À faire:
1. Résumez en deux phrases le texte sur la foire de Givors.
2. Dans le texte sur la foire de Givors, relevez tous les exemples de pièces rares que les visiteurs pourraient vouloir ajouter à leur collection.

Texte à lire:
*****

Qui êtes-vous le boucher ? (Spécial Givors 2021)

Qui êtes-vous le boucher ? (Spécial Givors 2021)

Rendez-vous inconditionnel des vieux collectionneurs de vieux trucs en tous genres, et s’adressant évidemment à moi comme au vieux mec en devenir que je suis, la 42e édition de la foire à la paperasse de Givors s’est tenue le weekend dernier dans la salle du parc des sports.

Rien de moins sportif pourtant que ce salon annuel. La plupart des vendeurs tiennent leurs positions, repliés derrière leurs stands, sandwichs à la main, dans l’attente du milliardaire décidé à sortir le massif chéquier qui monnaiera leur stock. Et si la posture des plus fringants d’entre eux, conjuguée au parfait alignement des tables peut donner l’illusion d’un starting-block, même pour les imaginations en crue, toute ressemblance avec l’épreuve du 400 mètres s’arrête ici.

Plus sportive en revanche, la participation des visiteurs poursuit son œuvre millénaire de piétinement et ne s’arrêtera qu’à l’heure où le plancher du putain d’univers viendra à s’effondrer. Tous sont à la recherche du futur ornement pour leur collection, et sa valeur est très naturellement fonction de sa rareté : découpi gaufré de l’An 1912 figurant un poilu le majeur enfoncé dans la narine droite, pin’s à l’effigie de Gérard Collomb chantant l’Internationale, autographe de Ramsès II, etc. Cette énumération suffira à allumer la flamme du collectionneur qui sommeille en vous.

Quoi, comment, vous ne savez pas ce qu’est un découpi?

Un découpi bien moche, issu de Delcampe, paradis des découpis mais pas que.

Givors, c’est encore de succulents souvenirs, tel celui-ci que je ne résiste pas à l’idée de rapporter et qui remonte à la 41e édition :

Moi (à un vendeur): – Combien pour ce misérable dépliant de réclame d’une fabrique de meubles dégueulasses des années 1950 que j’ai excavé du fin fond de votre carton au prix d’interminables heures d’investigation et dont vous ignoriez sans aucun doute l’existence? Il ne porte aucune mention de prix, ni aucune espèce de mention d’ailleurs à l’exception de cette énigmatique annotation au verso portant les chiffres « 6 » et « 0 »  mais qui n’est sûrement pas un prix.

Le vendeur (se saisissant du papier et se croyant bien inspiré)  : – Si si, regardez, 60 euros.

Le vendeur encore (devant ma mine stupéfaite) : – Mais regardez, il se déplie.

L’épisode givordin, du reste, laisse rarement indemne. Ainsi, le cou tiré vers le bas tout une éternité à compulser des kilomètres de tonnes d’hectopascal de cartes postales finit infailliblement par refiler la migraine de l’année. Cette fois encore j’ai siroté ma nausée, bercé d’un mal de crâne carabiné tout au long du trajet par l’autocar qui me ramenait jusqu’à la Part-Dieu en murmurant : « Mon Dieu ça fait plus mal d’année en année, mais qu’est-ce qu’il se passe à la fin avec ce salon…? »

*****

(Annotations de boîtes englobantes)
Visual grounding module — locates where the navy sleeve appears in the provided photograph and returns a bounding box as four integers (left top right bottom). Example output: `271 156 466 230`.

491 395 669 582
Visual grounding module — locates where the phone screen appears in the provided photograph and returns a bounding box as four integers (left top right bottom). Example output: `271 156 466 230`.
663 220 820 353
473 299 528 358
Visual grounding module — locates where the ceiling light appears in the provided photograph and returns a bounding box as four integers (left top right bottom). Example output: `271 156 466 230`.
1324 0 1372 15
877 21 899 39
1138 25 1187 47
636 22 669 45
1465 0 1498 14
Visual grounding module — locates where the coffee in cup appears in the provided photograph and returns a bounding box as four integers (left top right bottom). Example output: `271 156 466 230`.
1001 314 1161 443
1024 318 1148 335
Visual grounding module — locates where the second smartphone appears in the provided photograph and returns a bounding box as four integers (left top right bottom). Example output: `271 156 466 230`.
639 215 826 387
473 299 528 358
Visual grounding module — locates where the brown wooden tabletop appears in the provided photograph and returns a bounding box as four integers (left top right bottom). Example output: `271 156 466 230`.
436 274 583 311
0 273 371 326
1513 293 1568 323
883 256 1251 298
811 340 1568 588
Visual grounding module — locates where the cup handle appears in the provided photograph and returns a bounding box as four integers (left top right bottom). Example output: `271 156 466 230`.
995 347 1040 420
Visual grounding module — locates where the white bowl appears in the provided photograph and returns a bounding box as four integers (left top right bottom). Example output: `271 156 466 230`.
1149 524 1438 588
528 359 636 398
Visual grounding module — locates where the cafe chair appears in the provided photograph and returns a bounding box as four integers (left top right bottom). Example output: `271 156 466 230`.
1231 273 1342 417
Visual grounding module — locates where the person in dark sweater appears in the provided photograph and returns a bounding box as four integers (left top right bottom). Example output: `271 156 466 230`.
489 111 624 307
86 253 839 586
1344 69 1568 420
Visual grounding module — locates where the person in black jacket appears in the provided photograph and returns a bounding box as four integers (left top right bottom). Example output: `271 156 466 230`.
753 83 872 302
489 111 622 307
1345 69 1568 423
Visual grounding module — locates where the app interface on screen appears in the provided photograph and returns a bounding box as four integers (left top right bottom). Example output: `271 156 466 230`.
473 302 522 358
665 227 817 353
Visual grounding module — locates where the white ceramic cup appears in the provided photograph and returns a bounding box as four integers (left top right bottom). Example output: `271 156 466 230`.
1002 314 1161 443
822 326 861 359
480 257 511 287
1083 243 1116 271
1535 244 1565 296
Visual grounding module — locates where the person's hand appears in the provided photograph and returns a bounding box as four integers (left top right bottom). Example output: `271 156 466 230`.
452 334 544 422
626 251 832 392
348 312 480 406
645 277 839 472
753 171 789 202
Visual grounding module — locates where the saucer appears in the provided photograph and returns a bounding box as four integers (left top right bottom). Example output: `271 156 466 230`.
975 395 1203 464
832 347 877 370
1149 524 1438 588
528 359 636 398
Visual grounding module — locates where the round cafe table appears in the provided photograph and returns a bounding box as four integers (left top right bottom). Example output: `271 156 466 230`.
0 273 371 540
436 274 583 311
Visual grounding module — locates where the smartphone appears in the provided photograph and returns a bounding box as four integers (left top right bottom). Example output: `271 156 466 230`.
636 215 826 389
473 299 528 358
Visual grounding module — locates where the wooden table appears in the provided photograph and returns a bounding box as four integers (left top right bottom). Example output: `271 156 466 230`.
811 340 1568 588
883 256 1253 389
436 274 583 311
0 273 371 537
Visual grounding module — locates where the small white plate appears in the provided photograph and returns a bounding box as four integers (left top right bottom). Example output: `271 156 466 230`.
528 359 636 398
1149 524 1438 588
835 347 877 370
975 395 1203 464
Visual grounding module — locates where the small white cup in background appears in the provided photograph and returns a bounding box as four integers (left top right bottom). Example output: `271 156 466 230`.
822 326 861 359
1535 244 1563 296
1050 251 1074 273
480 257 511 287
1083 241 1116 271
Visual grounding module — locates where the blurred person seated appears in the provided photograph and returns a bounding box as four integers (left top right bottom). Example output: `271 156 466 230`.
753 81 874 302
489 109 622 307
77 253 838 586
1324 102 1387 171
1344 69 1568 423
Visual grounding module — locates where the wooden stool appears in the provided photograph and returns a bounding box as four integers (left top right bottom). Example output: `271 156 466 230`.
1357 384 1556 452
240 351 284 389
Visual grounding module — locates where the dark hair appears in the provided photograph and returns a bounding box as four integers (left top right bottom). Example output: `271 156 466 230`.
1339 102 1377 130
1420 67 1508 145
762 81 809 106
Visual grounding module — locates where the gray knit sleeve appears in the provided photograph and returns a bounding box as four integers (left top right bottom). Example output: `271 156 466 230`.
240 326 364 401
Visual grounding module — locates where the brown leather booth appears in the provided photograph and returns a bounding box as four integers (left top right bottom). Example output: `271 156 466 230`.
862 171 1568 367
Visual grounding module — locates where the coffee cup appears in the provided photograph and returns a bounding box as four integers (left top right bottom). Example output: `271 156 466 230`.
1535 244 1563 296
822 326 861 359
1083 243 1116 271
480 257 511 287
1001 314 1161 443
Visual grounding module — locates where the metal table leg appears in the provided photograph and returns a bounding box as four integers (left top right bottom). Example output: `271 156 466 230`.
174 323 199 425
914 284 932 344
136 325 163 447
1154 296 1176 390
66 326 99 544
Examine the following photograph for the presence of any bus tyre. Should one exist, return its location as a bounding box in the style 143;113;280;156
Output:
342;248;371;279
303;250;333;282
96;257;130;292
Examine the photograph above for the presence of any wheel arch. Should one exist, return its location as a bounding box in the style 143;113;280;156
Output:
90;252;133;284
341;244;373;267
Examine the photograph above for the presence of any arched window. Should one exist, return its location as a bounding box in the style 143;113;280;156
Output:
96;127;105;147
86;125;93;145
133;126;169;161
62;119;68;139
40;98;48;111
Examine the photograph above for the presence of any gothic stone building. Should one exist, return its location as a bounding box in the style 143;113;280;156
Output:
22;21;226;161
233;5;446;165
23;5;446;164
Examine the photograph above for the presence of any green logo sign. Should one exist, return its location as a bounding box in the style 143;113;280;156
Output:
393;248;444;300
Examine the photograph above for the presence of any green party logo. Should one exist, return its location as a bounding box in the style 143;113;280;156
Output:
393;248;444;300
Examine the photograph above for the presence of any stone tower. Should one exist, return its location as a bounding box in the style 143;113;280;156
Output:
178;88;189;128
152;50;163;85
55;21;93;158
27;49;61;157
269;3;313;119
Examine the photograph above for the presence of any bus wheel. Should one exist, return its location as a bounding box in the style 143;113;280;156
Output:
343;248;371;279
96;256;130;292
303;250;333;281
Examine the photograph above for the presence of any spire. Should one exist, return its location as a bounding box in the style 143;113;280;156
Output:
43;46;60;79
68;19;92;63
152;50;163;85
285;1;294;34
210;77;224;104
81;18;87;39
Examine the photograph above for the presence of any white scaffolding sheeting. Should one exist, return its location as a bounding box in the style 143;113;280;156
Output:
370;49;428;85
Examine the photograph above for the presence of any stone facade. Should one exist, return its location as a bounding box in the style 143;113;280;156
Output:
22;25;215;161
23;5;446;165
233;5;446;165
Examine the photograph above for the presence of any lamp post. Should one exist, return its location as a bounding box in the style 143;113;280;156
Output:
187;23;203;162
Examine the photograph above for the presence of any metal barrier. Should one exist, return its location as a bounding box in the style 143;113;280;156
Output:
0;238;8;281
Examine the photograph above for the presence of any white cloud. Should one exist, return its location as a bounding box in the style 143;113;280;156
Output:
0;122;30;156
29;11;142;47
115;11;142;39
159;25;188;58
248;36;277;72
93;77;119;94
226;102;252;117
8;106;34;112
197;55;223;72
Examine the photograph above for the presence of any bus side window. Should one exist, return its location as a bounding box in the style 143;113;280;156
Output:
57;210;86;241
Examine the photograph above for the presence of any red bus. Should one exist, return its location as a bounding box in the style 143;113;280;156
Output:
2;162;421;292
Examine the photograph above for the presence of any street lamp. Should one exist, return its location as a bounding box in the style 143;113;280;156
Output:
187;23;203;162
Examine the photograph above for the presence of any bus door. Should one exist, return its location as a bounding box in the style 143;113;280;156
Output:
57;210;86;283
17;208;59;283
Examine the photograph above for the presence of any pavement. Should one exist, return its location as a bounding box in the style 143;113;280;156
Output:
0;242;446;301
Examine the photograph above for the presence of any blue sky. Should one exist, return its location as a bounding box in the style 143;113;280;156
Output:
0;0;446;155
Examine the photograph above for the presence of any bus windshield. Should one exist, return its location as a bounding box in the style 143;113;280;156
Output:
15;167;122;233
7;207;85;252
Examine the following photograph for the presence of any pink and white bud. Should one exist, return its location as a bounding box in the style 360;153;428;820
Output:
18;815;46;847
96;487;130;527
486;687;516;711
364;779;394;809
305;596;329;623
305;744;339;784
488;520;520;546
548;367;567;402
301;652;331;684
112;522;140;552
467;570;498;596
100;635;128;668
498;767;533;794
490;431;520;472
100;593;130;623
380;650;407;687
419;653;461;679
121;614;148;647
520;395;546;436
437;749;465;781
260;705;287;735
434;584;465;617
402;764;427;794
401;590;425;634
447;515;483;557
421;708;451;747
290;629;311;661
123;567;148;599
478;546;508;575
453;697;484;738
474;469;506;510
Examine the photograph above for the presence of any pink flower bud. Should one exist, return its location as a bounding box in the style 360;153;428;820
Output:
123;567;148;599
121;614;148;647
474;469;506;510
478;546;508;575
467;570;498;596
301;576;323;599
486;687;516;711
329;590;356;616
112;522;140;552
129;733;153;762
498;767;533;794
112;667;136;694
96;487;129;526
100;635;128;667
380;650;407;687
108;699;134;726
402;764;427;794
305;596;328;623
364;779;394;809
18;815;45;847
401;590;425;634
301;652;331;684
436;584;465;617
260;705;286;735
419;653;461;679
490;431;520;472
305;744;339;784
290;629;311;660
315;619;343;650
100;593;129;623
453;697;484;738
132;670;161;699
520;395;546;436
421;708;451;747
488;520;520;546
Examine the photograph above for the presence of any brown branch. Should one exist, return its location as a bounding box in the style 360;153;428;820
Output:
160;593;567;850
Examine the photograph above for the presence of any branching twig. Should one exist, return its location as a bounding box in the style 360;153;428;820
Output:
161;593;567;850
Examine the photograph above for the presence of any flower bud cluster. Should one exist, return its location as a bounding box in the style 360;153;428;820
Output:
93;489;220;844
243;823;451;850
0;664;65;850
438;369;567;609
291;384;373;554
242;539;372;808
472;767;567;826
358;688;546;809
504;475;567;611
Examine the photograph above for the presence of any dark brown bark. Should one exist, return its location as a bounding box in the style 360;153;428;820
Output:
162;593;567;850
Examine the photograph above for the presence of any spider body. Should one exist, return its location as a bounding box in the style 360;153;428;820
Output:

*****

Corrigé:
1. La 42e édition de la foire à la paperasse de Givors, rendez-vous des collectionneurs de vieux trucs, s'est tenue le weekend dernier dans la salle du parc des sports : les vendeurs y restent derrière leurs stands tandis que les visiteurs piétinent à la recherche de pièces rares. Le texte rapporte aussi un souvenir de la 41e édition, où un vendeur a lu les chiffres « 6 » et « 0 » au verso d'un dépliant comme un prix de 60 euros, puis évoque le violent mal de crâne ressenti au retour en autocar jusqu'à la Part-Dieu.

2.
- découpi gaufré de l'An 1912 figurant un poilu le majeur enfoncé dans la narine droite
- pin's à l'effigie de Gérard Collomb chantant l'Internationale
- autographe de Ramsès II